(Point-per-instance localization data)
"""

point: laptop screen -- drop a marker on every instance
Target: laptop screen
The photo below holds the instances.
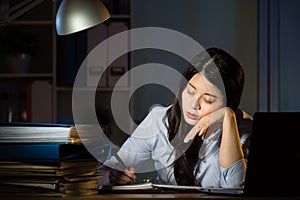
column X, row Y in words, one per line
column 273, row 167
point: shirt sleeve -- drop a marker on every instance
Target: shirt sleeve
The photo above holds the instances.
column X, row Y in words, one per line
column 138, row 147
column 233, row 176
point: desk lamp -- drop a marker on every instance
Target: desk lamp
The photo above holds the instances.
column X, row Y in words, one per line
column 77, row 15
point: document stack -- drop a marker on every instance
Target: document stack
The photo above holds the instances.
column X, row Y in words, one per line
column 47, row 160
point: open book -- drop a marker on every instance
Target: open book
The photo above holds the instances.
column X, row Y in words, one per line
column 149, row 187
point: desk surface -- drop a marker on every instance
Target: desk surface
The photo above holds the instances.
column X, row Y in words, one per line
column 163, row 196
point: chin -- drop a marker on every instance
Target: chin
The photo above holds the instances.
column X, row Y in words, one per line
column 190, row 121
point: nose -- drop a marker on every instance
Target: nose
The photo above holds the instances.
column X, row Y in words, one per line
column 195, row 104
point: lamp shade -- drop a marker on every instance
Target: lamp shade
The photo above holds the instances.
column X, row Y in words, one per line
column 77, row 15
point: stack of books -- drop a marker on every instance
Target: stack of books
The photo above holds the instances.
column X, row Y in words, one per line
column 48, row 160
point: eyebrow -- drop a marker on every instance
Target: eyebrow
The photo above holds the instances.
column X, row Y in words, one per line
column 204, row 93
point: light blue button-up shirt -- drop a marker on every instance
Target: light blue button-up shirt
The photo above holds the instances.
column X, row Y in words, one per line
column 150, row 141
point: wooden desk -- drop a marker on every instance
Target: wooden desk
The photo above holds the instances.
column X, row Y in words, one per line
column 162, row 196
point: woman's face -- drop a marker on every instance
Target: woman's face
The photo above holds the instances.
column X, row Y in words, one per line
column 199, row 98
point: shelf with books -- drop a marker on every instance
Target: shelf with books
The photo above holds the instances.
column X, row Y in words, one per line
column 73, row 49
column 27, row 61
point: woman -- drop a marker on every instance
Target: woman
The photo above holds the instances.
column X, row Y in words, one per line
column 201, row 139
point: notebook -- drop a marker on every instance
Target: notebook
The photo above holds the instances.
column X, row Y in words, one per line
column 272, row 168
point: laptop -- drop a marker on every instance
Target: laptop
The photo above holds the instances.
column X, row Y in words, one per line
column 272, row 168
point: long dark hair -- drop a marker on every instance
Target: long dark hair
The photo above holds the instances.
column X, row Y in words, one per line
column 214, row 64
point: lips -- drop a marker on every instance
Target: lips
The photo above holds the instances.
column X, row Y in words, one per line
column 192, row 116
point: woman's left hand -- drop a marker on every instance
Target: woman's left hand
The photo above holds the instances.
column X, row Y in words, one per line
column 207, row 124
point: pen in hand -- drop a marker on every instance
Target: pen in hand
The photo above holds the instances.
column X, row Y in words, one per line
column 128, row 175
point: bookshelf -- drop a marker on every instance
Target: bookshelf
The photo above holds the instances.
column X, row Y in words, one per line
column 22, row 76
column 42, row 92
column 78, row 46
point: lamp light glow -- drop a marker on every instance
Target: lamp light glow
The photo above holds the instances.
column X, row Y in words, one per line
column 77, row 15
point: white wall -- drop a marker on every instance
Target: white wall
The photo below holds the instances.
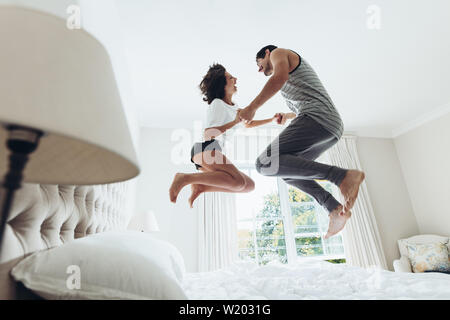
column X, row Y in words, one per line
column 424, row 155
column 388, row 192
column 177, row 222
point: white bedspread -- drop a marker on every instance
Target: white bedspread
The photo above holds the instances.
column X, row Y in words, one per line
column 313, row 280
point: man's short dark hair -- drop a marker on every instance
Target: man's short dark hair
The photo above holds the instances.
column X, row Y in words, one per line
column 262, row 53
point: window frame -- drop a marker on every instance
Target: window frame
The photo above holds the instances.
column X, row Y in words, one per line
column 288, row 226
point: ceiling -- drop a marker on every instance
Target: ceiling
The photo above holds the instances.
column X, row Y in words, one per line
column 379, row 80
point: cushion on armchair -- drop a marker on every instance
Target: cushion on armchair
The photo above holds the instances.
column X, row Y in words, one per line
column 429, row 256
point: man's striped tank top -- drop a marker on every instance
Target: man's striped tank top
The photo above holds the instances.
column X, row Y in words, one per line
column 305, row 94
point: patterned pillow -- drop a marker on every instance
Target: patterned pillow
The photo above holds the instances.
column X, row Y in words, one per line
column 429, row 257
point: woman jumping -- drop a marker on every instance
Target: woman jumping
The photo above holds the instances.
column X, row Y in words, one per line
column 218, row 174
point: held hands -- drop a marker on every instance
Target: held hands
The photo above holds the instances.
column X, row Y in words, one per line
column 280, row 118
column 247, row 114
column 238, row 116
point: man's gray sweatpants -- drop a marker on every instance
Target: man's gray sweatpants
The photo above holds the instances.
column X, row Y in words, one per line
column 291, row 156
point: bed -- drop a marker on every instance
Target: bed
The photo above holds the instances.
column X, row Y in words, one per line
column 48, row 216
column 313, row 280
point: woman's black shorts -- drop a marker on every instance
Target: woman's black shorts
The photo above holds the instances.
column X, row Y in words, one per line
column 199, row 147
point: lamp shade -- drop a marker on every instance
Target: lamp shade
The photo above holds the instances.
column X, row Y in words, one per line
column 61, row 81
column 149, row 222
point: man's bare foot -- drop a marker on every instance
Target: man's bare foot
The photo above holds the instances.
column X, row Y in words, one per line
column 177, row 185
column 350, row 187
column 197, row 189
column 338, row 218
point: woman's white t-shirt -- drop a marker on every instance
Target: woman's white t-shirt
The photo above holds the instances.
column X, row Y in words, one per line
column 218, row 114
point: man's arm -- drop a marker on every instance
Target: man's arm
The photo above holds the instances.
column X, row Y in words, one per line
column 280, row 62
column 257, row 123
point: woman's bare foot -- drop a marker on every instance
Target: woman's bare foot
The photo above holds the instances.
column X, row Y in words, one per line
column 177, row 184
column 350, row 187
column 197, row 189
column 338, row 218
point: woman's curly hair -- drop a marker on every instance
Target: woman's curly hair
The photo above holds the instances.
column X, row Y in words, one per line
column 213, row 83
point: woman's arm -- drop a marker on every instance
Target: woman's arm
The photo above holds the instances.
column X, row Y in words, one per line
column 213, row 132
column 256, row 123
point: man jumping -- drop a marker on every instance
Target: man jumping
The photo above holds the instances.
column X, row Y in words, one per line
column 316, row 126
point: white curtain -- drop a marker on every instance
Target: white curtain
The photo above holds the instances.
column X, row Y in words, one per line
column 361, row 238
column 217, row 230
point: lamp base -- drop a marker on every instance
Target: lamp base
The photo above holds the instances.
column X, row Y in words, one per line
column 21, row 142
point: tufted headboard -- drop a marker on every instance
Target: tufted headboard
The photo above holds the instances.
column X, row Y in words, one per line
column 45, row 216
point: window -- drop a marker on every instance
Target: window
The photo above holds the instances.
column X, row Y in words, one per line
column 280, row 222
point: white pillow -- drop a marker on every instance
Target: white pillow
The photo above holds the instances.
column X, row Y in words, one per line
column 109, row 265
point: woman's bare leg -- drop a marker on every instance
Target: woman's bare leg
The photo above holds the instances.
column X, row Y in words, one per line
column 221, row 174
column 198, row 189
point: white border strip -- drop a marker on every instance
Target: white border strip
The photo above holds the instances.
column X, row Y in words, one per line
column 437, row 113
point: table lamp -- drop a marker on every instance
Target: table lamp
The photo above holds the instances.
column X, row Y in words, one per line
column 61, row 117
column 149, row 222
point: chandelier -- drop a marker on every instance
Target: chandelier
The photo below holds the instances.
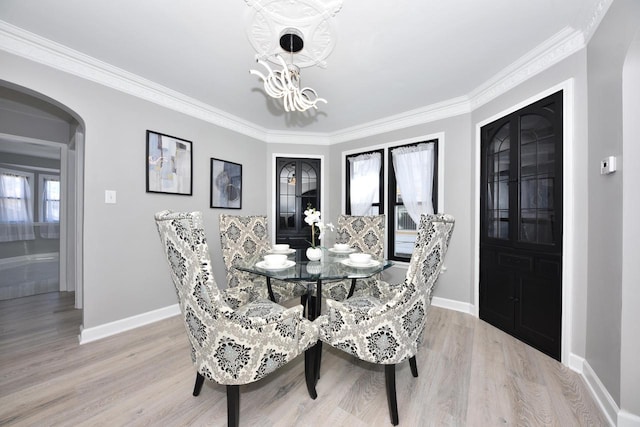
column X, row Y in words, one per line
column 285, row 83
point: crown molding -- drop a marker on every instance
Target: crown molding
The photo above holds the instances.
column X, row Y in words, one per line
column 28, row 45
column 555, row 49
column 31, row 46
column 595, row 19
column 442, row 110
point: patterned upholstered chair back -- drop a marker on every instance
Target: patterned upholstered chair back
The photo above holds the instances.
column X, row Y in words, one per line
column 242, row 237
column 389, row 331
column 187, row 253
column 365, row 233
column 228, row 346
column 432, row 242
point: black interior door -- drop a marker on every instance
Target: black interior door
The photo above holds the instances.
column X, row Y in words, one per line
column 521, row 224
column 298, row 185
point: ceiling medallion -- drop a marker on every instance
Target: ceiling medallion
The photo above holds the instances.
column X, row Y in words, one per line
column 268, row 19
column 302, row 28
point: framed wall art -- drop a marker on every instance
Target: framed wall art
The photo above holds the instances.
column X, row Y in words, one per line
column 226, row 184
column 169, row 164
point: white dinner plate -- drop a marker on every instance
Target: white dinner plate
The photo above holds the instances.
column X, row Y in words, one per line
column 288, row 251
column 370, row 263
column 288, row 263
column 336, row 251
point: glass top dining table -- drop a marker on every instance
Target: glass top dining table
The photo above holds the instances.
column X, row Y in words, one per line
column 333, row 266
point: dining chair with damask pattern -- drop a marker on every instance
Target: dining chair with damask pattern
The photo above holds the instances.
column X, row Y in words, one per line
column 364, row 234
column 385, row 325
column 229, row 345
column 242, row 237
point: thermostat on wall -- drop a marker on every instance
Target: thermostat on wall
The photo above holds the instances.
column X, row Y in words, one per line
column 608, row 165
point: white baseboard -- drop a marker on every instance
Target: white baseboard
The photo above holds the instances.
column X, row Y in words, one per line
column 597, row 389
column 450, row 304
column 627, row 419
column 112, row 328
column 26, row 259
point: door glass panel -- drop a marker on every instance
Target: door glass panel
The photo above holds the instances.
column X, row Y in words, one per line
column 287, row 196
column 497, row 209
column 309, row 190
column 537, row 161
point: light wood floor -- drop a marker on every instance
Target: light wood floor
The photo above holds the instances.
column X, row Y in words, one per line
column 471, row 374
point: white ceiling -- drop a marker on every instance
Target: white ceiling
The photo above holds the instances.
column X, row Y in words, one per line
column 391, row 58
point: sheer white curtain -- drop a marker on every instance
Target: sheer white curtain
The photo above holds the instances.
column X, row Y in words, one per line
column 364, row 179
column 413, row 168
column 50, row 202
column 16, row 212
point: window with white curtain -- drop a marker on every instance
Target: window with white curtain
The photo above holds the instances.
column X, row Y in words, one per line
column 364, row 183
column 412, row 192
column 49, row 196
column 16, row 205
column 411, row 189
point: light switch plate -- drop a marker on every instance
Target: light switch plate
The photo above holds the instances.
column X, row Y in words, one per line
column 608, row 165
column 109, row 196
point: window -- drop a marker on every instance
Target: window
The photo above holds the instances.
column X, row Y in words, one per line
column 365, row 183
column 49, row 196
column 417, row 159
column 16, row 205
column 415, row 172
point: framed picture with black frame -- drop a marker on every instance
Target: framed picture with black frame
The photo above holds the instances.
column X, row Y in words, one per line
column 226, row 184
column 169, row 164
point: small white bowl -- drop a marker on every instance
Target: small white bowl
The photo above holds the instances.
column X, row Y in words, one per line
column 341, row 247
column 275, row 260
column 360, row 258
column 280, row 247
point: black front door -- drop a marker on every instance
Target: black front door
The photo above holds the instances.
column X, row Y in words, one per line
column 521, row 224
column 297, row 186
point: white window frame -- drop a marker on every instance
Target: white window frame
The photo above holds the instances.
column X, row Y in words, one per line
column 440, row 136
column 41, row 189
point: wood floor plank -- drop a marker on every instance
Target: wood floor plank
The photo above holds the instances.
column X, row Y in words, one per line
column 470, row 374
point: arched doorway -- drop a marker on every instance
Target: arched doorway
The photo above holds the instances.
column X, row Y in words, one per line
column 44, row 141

"""
"""

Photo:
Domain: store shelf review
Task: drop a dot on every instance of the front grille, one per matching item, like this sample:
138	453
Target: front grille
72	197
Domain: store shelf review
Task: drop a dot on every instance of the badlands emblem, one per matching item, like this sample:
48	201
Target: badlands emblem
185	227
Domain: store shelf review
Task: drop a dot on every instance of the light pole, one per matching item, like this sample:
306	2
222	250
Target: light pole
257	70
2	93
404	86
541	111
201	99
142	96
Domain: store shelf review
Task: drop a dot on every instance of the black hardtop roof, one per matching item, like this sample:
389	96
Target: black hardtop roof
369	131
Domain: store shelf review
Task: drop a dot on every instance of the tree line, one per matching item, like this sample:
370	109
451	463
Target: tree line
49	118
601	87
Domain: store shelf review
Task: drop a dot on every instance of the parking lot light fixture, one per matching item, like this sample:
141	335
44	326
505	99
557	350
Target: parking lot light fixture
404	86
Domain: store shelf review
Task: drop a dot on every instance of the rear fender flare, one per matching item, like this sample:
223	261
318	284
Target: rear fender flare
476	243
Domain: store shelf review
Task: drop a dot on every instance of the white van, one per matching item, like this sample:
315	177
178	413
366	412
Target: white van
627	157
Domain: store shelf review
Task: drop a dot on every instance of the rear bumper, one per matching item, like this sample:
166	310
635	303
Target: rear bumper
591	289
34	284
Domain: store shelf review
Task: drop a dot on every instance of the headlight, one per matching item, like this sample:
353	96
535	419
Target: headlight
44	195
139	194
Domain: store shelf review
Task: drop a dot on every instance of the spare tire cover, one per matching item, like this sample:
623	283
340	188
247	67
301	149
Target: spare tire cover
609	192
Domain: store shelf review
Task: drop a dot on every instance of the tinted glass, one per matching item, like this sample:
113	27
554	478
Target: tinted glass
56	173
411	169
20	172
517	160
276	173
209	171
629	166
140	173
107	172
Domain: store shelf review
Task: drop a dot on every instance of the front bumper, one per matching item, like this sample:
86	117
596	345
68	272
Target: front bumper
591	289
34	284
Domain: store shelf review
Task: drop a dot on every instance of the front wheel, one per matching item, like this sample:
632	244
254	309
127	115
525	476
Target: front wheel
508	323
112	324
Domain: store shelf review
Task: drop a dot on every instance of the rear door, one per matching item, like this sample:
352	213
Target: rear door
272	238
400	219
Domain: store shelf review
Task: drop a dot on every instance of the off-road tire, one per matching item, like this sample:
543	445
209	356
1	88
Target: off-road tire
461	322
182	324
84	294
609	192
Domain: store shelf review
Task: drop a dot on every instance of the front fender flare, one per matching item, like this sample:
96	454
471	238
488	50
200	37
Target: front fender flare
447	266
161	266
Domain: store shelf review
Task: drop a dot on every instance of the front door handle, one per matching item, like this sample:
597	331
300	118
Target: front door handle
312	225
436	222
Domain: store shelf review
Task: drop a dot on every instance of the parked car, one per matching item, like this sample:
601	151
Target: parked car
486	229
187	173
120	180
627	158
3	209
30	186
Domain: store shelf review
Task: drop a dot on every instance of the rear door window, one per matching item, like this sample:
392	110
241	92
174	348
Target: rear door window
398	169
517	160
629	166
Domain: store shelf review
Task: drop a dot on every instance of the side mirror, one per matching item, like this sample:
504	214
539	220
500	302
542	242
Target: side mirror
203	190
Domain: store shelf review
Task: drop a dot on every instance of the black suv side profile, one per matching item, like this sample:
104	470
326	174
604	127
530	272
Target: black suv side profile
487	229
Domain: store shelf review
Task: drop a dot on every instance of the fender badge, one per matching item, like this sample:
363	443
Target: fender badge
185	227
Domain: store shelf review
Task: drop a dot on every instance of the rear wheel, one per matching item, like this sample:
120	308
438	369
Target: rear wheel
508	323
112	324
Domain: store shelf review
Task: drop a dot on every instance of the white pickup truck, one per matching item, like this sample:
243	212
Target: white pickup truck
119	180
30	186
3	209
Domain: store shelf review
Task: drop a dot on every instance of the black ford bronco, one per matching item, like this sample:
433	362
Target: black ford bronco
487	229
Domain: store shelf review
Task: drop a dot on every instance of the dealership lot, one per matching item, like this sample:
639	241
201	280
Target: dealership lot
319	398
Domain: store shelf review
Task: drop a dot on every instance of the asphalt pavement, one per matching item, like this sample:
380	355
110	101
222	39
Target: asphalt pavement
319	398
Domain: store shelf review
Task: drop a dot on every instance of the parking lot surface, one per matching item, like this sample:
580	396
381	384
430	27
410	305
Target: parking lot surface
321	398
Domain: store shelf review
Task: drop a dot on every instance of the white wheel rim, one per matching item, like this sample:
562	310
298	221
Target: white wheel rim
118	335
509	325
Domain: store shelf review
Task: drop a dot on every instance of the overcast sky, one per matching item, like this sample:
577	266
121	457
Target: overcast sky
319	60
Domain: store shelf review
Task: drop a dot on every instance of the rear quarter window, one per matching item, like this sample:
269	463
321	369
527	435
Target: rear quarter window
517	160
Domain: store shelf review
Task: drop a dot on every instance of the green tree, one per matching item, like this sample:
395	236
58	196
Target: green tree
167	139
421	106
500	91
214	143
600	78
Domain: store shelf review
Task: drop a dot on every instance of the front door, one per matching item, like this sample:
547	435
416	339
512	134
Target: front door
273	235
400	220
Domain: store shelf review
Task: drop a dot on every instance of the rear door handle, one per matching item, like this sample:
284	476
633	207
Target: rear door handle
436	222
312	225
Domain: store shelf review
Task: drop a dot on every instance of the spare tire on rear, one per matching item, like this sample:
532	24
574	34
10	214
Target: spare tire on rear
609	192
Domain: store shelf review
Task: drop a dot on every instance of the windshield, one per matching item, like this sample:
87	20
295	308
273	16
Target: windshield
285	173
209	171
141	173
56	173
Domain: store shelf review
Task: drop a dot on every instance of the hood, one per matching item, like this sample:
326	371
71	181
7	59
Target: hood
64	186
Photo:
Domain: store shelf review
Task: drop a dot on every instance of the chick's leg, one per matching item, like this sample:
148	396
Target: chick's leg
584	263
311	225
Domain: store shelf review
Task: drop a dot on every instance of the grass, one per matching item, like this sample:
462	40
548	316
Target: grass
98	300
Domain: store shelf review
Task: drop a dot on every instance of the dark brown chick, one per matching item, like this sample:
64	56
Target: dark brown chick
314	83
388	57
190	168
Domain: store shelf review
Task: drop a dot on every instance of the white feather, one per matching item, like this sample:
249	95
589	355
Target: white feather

"""

Your task:
Search the entries above for "blue". Show every line that has it.

Solved problem:
point: light blue button-up shirt -- drop a marker on every instance
Target: light blue button-up shirt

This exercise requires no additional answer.